▶ Texto de leitura:
Saturday, January 25, 2014

MARY MARTIN: A BROADWAY NO CERRADO BRASILEIRO

Você conhece a história das atrizes de Hollywood que vieram para Anápolis? Não? Então leia, vai gostar!

Parece história de filme americano, mas na década de 1950, entre todos os lugares do mundo, o pequeno município de Anápolis (GO), distante 139 km de Brasília, foi o escolhido para ser o refúgio de estrelas de Hollywood e artistas da Broadway, seja para buscar moradia ou se hospedar na casa de amigos famosos. Entre essas estrelas, estava Mary Martin, que inúmeras vezes iluminou os letreiros da Broadway.


Mary Martin em 'Peter Pan'
Tudo aconteceu por acaso. Em 1955, Mary havia terminado a temporada de Peter Pan na Broadway, espetáculo no qual interpretava o papel-título e que lhe rendeu o Tony de Melhor Atriz. O musical foi levado ao ar na íntegra, em uma tentativa de popularizar a ‘novidade’ que era a TV a cores. O programa teve 65 milhões de espectadores, batendo o recorde da época, transformando Martin em celebridade. Então, para poder aproveitar suas boas e merecidas férias, a atriz partiu com sua filha e seu marido, Richard Halliday, para uma viagem de navio com destino à Grécia.

▶ Material extraído:
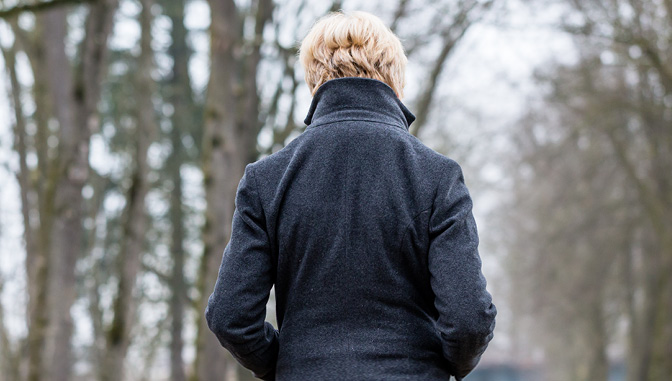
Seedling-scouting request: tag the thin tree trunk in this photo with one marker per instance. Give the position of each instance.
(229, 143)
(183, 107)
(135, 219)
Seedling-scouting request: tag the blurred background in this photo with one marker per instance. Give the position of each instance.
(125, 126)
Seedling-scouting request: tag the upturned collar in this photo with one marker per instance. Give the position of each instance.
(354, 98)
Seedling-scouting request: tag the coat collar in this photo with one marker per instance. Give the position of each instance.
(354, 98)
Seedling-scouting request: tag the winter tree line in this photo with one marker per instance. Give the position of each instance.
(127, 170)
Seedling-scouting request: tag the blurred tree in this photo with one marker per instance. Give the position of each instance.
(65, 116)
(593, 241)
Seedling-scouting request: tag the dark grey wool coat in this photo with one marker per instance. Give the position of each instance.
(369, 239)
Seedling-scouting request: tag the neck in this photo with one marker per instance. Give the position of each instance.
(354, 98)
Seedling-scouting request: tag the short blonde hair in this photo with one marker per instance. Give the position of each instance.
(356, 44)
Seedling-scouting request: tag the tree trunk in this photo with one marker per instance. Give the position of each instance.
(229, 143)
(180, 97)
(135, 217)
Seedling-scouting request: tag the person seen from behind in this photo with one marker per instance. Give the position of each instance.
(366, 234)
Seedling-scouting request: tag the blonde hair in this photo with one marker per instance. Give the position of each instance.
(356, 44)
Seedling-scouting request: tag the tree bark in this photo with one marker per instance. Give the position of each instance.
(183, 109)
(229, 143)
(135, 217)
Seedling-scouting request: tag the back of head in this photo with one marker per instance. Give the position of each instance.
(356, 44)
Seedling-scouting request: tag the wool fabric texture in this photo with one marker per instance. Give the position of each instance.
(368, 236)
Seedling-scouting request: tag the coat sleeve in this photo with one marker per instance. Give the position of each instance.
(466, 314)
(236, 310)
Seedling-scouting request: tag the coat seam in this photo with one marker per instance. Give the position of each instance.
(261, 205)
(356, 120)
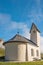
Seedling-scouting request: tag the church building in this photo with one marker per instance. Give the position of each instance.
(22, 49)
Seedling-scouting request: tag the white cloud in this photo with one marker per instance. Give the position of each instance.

▶ Instruções de trabalho:
1/ Copie, no texto sobre Mary Martin em Anápolis, o trecho que começa em "MARY MARTIN: A" e segue até "letreiros da Broadway.".
2/ Dê sequência ao texto sobre Mary Martin em Anápolis a partir da última frase apresentada.

▶ Resultados do exercício:
1/
MARY MARTIN: A BROADWAY NO CERRADO BRASILEIRO

Você conhece a história das atrizes de Hollywood que vieram para Anápolis? Não? Então leia, vai gostar!

Parece história de filme americano, mas na década de 1950, entre todos os lugares do mundo, o pequeno município de Anápolis (GO), distante 139 km de Brasília, foi o escolhido para ser o refúgio de estrelas de Hollywood e artistas da Broadway, seja para buscar moradia ou se hospedar na casa de amigos famosos. Entre essas estrelas, estava Mary Martin, que inúmeras vezes iluminou os letreiros da Broadway.

2/
Mas sua bagagem se extraviou e, para recuperá-la, a família precisou mudar seu itinerário e foi parar no Brasil, no porto de Santos. Ficou surpresa ao receber uma carta do casal de amigos Janet Gaynor e Gilbert Adrian, que possuíam terras no Brasil, ambos estrelas internacionais. Janet foi a primeira atriz a receber o Oscar e Adrian ditou a moda no mundo ocidental como estilista da MGM: são dele os figurinos da versão cinematográfica de O Mágico de Oz. Mas como o casal, vivendo no Brasil, poderia saber da chegada de Martin se seu itinerário fora totalmente acidental?


Eles, na verdade, não sabiam quando Martin viria. A mãe de Janet havia lido em uma coluna social nos Estados Unidos que Mary Martin e sua família iriam passar pelo Brasil, e enviou a notícia à filha, que escreveu uma carta e mandou que os esperassem no porto, dia após dia, até que Martin chegasse e a carta fosse entregue. Mary Martin e Richard Halliday aceitaram o convite e foram parar em Anápolis, onde se encantaram com as belezas naturais do lugar e com a maravilhosa casa que Janet e Adrian haviam construído.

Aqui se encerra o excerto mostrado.